• **Extracted text**
_ _ _
= Sex trafficking in Mongolia =

Mongolian and foreign victims are sex trafficked into and out of the provinces of Mongolia. They are raped and physically and psychologically harmed in brothels, hotels, businesses, homes, and other locations within these administrative divisions.

Sex trafficking in Mongolia is human trafficking for the purpose of sexual exploitation and slavery that occurs in the country. Mongolia is a source, transit and destination country for sexually trafficked persons.

Mongolian citizens, primarily women and girls, have been sex trafficked within Mongolia and to other countries in Asia and different continents. Foreign victims are sex trafficked into the country. Children and persons in poverty
 are particularly vulnerable to sex trafficking. Victims are deceived, threatened, and or forced into prostitution and their passports and other documents are often taken. Beatings and druggings are common. They suffer from physical and psychological abuse and are typically locked up or guarded. Victims tend to live in poor conditions and are forced to do unfree labour. A number contract sexually transmitted diseases from rapes without condoms. Victims are often traumatized and some commit suicide.

Male and female traffickers are often members of or facilitated by crime organizations and gangs. Mongolian traffickers have operated outside of the country in China, Macau, South Korea, and elsewhere. Family members and friends are sometimes the perpetrators.
_ _ _
• **Things to do**
- 1) Reproduce the passage of the text on sex trafficking in Mongolia between "Mongolian and foreign" and "sexually trafficked persons.", inclusive, substituting "territorial units" for "administrative divisions".
- 2) Resume the text on sex trafficking in Mongolia after its final sentence.
_ _ _
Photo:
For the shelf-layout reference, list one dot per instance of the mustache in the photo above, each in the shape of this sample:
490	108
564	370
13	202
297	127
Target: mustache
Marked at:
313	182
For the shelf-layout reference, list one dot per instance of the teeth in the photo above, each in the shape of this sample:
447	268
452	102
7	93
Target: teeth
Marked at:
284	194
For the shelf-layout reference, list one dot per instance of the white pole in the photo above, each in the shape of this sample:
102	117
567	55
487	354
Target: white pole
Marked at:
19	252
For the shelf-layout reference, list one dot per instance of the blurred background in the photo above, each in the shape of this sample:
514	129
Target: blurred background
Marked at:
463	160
_ _ _
• **Answers to the problems**
- 1)
Mongolian and foreign victims are sex trafficked into and out of the provinces of Mongolia. They are raped and physically and psychologically harmed in brothels, hotels, businesses, homes, and other locations within these territorial units.

Sex trafficking in Mongolia is human trafficking for the purpose of sexual exploitation and slavery that occurs in the country. Mongolia is a source, transit and destination country for sexually trafficked persons.

- 2)
The extent of sex trafficking in Mongolia is difficult to know because of the lack of data, underground nature of sex trafficking crimes, and other factors. The rapid growth of mining and other industries in twenty-first century Mongolia has led to an increase in sex trafficking in the country. Sex trafficked victims have been sent to businesses supporting transportation links, including coal routes, with China. The government of Mongolia has been criticized for not providing enough assistance to victims.

== Korea–Sex Trafficking ==
In the Korean history of women's enforced sexual labor, Imperial Japan was not the first foreign nation to take advantage of its superior political power position in the exploitation of Korean women's sexual labor. After the defeat of the Goryeo Dynasty (918–1392) by the Mongols over 700 Years ago, half a million women and children were taken by the Mongolian Army. The Korean State was then forced to round up young females and send them as kongnyo (literally, "tribute women") to the Mongols of the Yuan dynasty (1271–1368) for over eighty years. The tribute women were the Mongols' version of comfort women

==China–Mongolia border==

Mongolian and Chinese women and girls are sex trafficked to and through the China–Mongolia border. At the border and in the Gobi Desert are global mining sector and other heavy industry operations with large workforces of isolated men. These sites, including the ones in Tavan Tolgoi coal deposits, have been a focal point for prostitution and sex trafficking.

==Non-governmental organizations==
The Human Security Policy Studies Centre, headquartered in Ulaanbaatar, fights against sex trafficking in Mongolia.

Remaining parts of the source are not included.